== Reading text

- The Washington Times - Monday, April 3, 2000

INDIANAPOLIS
The game is expected to separate the men from the boys tonight at the RCA Dome.
The Michigan State Spartans start three seniors. The Florida Gators start lots of peach fuzz.
The Gators are barely old enough to watch R-rated flicks. They don't need much to be entertained, only a candy bar and a video arcade.
Billy Donovan, Florida's 34-year-old coach, is young enough to go the extra mile. He traveled to Mitchell, S.D., to land Mike Miller.
"We're going against a team that has tremendous experience, a team that has been in this situation," Donovan says. "It's a hungry basketball team, like we are."
Donovan is a disciple of Rick Pitino. Donovan did not just learn the game of basketball from Pitino. He also learned how to slick his hair back like Pitino. Donovan earned his New York accent the hard way, in Rockville Centre. He is credited with introducing basketball to Gainesville.
Football is the No. 1 sport at Florida. Spring football is the No. 2 sport. The school produces NFL players. It also produced Bob Vila, the home-repair television personality.
Vernon Maxwell played basketball at Florida and look what happened to him. Maxwell is still in recovery, looking for a dumbbell to communicate his feelings to Gary Payton.
The game promises to be appealing unless the players accept the coaching suggestion of PETA's Kim Krier.

====

• _Tasks to complete_:
1 > According to the column on the Michigan State–Florida game, why is the game expected to separate the men from the boys? Answer in one to three sentences.
2 > Continue the column on the Michigan State–Florida game from its last sentence.
The records that come next have no connection to the column on the Michigan State–Florida game.

== Records supplied

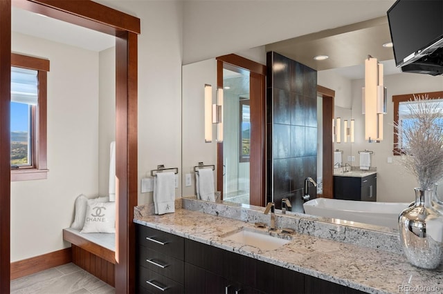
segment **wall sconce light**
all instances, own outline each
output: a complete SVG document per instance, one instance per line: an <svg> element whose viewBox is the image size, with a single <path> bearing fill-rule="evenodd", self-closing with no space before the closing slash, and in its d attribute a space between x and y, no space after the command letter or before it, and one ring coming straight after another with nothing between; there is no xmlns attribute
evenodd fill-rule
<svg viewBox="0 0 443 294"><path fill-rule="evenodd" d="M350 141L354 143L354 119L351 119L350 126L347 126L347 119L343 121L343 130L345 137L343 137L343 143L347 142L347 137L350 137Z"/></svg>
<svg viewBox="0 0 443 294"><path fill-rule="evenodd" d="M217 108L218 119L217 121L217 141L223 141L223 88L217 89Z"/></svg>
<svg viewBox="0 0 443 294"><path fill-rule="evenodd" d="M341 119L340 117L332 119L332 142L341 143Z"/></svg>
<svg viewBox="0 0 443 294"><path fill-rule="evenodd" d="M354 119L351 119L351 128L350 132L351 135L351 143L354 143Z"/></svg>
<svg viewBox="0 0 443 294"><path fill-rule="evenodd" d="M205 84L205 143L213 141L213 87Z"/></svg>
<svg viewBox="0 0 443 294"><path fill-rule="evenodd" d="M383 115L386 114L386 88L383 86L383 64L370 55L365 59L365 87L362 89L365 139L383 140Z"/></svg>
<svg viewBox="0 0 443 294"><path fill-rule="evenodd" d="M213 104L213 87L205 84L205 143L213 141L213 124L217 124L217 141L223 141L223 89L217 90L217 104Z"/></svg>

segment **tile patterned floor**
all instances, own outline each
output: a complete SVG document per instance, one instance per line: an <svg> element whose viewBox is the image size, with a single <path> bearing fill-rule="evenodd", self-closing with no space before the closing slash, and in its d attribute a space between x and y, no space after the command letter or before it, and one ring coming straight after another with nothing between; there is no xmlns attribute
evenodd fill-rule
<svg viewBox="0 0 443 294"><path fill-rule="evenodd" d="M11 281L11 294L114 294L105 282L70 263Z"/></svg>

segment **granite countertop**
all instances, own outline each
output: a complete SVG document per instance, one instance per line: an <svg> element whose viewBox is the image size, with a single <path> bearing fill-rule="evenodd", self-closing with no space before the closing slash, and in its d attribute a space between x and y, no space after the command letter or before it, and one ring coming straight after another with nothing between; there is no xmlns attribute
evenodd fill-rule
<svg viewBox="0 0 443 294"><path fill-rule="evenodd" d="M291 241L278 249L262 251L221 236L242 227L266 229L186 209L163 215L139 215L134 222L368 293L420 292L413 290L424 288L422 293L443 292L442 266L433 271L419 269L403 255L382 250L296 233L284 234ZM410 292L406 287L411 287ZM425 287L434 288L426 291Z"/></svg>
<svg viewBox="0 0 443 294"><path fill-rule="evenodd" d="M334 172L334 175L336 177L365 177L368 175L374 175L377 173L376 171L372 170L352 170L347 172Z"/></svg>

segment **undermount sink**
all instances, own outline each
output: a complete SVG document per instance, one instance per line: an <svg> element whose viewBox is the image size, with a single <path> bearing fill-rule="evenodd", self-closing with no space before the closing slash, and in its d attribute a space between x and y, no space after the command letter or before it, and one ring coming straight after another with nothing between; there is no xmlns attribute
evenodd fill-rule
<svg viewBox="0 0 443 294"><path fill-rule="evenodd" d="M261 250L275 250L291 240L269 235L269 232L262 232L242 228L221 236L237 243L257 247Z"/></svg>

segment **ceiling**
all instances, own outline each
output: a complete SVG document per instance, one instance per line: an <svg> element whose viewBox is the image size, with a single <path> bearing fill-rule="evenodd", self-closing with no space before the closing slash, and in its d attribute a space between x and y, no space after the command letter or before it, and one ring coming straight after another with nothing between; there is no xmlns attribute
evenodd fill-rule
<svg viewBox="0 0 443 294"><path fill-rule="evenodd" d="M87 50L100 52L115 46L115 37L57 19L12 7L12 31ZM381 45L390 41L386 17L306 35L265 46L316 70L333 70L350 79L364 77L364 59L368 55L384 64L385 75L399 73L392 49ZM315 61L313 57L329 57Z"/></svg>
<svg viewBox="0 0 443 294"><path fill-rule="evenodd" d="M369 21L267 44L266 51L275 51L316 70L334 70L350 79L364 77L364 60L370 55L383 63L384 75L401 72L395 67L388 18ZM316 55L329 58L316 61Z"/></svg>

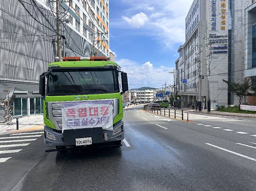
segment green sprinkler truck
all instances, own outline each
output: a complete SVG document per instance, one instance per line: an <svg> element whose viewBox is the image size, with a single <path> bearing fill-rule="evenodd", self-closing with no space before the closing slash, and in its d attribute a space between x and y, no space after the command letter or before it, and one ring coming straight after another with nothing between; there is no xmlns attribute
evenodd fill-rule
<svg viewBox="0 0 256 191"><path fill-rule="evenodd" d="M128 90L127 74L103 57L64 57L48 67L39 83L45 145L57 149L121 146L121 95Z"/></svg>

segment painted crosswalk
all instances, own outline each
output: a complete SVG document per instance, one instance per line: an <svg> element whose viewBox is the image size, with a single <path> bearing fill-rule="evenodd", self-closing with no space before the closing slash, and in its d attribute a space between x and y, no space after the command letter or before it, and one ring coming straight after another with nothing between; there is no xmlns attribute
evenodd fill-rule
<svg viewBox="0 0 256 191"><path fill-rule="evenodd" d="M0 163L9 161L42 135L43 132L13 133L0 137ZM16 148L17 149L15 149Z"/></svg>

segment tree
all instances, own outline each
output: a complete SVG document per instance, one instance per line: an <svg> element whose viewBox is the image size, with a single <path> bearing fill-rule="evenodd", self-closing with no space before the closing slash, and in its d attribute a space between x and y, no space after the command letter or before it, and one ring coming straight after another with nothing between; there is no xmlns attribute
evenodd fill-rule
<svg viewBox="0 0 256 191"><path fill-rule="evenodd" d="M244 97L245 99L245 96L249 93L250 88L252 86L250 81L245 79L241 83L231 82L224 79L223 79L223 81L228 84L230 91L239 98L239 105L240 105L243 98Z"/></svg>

====
== Records supplied

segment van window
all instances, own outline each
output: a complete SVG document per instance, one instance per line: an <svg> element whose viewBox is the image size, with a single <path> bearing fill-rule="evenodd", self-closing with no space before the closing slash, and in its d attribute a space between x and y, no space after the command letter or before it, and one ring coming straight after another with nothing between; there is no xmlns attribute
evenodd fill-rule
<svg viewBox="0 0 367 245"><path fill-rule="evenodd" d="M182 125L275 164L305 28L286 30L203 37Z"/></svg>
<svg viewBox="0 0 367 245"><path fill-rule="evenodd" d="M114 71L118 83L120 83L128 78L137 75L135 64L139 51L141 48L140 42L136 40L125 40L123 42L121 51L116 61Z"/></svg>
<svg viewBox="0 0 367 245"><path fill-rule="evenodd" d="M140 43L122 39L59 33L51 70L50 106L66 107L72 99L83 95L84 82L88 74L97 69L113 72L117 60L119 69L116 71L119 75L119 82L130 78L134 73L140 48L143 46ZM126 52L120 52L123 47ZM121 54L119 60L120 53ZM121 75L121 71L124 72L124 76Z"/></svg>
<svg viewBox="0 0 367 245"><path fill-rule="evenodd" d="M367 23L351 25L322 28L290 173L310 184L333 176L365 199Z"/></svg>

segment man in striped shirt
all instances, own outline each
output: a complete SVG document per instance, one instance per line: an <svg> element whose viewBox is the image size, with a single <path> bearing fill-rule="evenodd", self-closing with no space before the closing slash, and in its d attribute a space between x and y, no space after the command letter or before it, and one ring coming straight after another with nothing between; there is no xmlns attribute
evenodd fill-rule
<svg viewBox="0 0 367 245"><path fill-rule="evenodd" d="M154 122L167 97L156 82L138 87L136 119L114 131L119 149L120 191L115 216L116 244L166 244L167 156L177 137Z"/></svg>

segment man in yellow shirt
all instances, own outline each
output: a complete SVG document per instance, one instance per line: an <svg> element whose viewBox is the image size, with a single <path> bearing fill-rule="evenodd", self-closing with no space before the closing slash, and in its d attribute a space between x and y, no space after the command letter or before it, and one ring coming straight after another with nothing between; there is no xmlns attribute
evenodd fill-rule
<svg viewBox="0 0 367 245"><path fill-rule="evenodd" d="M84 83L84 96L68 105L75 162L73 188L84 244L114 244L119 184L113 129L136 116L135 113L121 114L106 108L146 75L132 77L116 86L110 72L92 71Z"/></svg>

====

• _The responses_:
1 > Michigan State starts three seniors, while Florida starts "lots of peach fuzz." Donovan describes Michigan State as a team with tremendous experience that has been in this situation before.

2 >
"In the making of every basketball are the remnants of beaten, cruelly transported and slaughtered animals," she says. "We encourage every NCAA player to see the ball, be the ball and put themselves in the animal's place."
And don't forget to box out underneath the backboard, either.
Michigan State forward Morris Peterson is a dinosaur by the standards in college basketball today. He is a leading player who is a fifth-year senior. By the fifth year after high school, most gifted players are in their third NBA season.
Peterson and point guard Mateen Cleaves share a special chemistry and a Flint background. They don't hold Flint against one another.
"I love him," Cleaves says.
Michigan State coach Tom Izzo is the ex-linebacker who must prepare his players to go from one extreme to the other, from bump-and-grind Wisconsin to open-throttle Florida.
"You couldn't find two teams that are more opposite," Izzo says. "I'm just happy to be playing."
The Gators could say the same, given their circumstances in the first round of the NCAA tournament. They beat Butler 69-68 in overtime after Miller hit a driving shot in the three-second lane at the buzzer. That shot followed two missed free throw attempts by a Butler player.
"That game was a big wake-up call for us," Miller says.
Wake-up calls are almost as important to teams as staying focused. The Spartans say they received their wake-up call after losing to Duke at the Final Four last season.
"We went back to the hotel [after the Duke game] and set our goals," Izzo says.
The Gators don't sweat the usual stuff, perhaps because 10 players earn significant minutes. Miller, the team's leading scorer, converted only 3 of 13 field goal attempts against North Carolina. No problem. The Florida bench produced 37 points, 35 more than North Carolina's.
"This team is about depth," Miller says. "We have so many different guys who can hurt you."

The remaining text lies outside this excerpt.